▶ Text under study:
%%

Melvin Durai
Monkeys are a nuisance in many parts of India and the rest of the world, partly because they have a propensity to steal food and other objects. Monkeys are the gangsters of the animal world. Not all monkeys, of course, but the ones you come across in cities who haven’t yet found religion.
They travel around in gangs and get away with all kinds of crimes, largely because we don’t take their actions seriously enough. We think they’re just monkeying around, but if any humans choose to monkey around in similar fashion, we throw them in jail.
We imprison humans for burglary and theft, but the only monkeys we put behind bars are the ones who haven’t committed any crimes. Go to any zoo and you will find innocent monkeys being imprisoned. Meanwhile, their thieving kin are wandering free. They’re committing crimes without consequences, without even bribing the police.
Just drive around a big city like Delhi and you’ll probably spot a monkey stealing some food from someone, perhaps a vendor at a roadside stall. Tell a policeman about it and he’ll just shake his head and give you an expression that says, “That’s what monkeys do.”
Like other animals, many monkeys are just hungry and scavenging for food, but unlike dogs and cats, they’re very skilled at swiping. Some are just beginner thieves, still learning the tricks of the trade, while others are experts, possessing master’s degrees from MIT (Monkey Institute of Thievery).

%%

▶ Activity 1: Reproduce the passage of the text on monkeys starting at "We imprison humans" and ending at "Institute of Thievery).".
▶ Activity 2:
Using the text on monkeys, answer these questions:
(a) Which big city does the text name as a place to drive around and spot a monkey stealing food?
(b) Where, according to the text, can you find innocent monkeys being imprisoned?
(c) What does "MIT" stand for in the text?

▶ Data segment:
%%

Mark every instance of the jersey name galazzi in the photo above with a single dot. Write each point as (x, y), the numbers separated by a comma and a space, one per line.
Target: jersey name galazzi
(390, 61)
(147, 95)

%%

▶ Exercise output 1:
We imprison humans for burglary and theft, but the only monkeys we put behind bars are the ones who haven’t committed any crimes. Go to any zoo and you will find innocent monkeys being imprisoned. Meanwhile, their thieving kin are wandering free. They’re committing crimes without consequences, without even bribing the police.
Just drive around a big city like Delhi and you’ll probably spot a monkey stealing some food from someone, perhaps a vendor at a roadside stall. Tell a policeman about it and he’ll just shake his head and give you an expression that says, “That’s what monkeys do.”
Like other animals, many monkeys are just hungry and scavenging for food, but unlike dogs and cats, they’re very skilled at swiping. Some are just beginner thieves, still learning the tricks of the trade, while others are experts, possessing master’s degrees from MIT (Monkey Institute of Thievery).

▶ Exercise output 2:
(a) Delhi
(b) At any zoo
(c) Monkey Institute of Thievery